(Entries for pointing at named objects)
◇ ◇ ◇ ◇ ◇

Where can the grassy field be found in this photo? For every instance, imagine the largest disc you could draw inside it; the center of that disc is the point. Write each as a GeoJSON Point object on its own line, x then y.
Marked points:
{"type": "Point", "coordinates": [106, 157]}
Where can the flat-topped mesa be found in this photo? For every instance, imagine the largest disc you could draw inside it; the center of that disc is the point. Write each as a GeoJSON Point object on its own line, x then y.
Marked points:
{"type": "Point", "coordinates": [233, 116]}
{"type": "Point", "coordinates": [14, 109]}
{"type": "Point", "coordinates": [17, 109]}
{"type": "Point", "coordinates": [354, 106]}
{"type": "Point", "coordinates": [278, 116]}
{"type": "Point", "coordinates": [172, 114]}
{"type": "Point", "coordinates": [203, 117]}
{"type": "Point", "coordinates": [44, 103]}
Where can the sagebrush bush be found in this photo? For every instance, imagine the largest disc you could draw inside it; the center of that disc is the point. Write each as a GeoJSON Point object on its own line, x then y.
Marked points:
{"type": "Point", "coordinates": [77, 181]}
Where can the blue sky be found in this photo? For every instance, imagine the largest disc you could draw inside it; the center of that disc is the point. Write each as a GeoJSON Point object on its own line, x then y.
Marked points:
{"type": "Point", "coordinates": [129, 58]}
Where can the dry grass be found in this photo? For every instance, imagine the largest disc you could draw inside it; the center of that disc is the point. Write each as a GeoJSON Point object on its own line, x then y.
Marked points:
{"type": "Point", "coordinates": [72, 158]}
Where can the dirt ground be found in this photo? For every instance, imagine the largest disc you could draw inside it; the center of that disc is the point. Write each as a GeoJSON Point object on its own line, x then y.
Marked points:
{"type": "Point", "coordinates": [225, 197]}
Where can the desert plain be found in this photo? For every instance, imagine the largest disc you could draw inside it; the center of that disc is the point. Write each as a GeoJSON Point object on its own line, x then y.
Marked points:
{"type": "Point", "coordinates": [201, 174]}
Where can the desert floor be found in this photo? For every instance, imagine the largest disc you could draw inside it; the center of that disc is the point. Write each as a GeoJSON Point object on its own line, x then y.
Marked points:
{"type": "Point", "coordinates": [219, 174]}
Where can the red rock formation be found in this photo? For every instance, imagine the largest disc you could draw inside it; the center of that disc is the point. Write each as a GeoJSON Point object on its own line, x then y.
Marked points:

◇ ◇ ◇ ◇ ◇

_WRITTEN EXERCISE_. Rewrite all of these lines, changing "largest disc" to "biggest circle" everywhere it occurs and leaving everything else as it is.

_REPLY TO THE TASK_.
Where can the grassy field be found in this photo? For every instance, imagine the biggest circle you could draw inside it; the center of that disc is the point. Write each as a GeoJSON Point object on its own line, x then y.
Marked points:
{"type": "Point", "coordinates": [106, 157]}
Where can the flat-topped mesa be found in this photo? For every instance, imagine the biggest circle you could draw inside it; the center of that disc is the point. Write each as a GeoJSON Point object on its own line, x then y.
Marked points:
{"type": "Point", "coordinates": [233, 116]}
{"type": "Point", "coordinates": [14, 109]}
{"type": "Point", "coordinates": [17, 109]}
{"type": "Point", "coordinates": [354, 106]}
{"type": "Point", "coordinates": [278, 116]}
{"type": "Point", "coordinates": [172, 114]}
{"type": "Point", "coordinates": [203, 117]}
{"type": "Point", "coordinates": [44, 103]}
Where can the sagebrush bush be found in this photo? For every instance, imagine the biggest circle you could draw inside it; the center of that disc is the point. Write each as a GeoJSON Point object on its own line, x then y.
Marked points:
{"type": "Point", "coordinates": [77, 181]}
Where can the blue sky be found in this photo? For every instance, imagine the biggest circle you could draw inside it; the center of that disc is the point. Write each as a GeoJSON Point object on its own line, x then y.
Marked points:
{"type": "Point", "coordinates": [129, 58]}
Where can the dry grass be found in this photo? For every instance, imagine the biggest circle you could draw inside it; the center of that disc is the point. Write each as a GeoJSON Point object on its own line, x then y.
Marked points:
{"type": "Point", "coordinates": [72, 158]}
Where can the dirt ground be found in this photo? For every instance, imagine the biggest circle you could draw inside it; the center of that disc is the point. Write each as a GeoJSON Point object on its own line, x then y.
Marked points:
{"type": "Point", "coordinates": [225, 197]}
Where can the desert plain be found in this photo? For every instance, imagine the biggest circle you could draw inside it; the center of that disc is the point. Write each as a GeoJSON Point object on its own line, x then y.
Marked points:
{"type": "Point", "coordinates": [201, 174]}
Where can the desert floor be found in this photo? For every instance, imagine the biggest circle you could draw inside it; the center of that disc is the point. Write each as a GeoJSON Point object on its own line, x then y.
Marked points:
{"type": "Point", "coordinates": [219, 174]}
Where can the red rock formation be found in this photo? For every instance, imagine the biggest circle you could draw inside it; the center of that disc is the point. Write each as a GeoJSON Point object on its own line, x then y.
Marked points:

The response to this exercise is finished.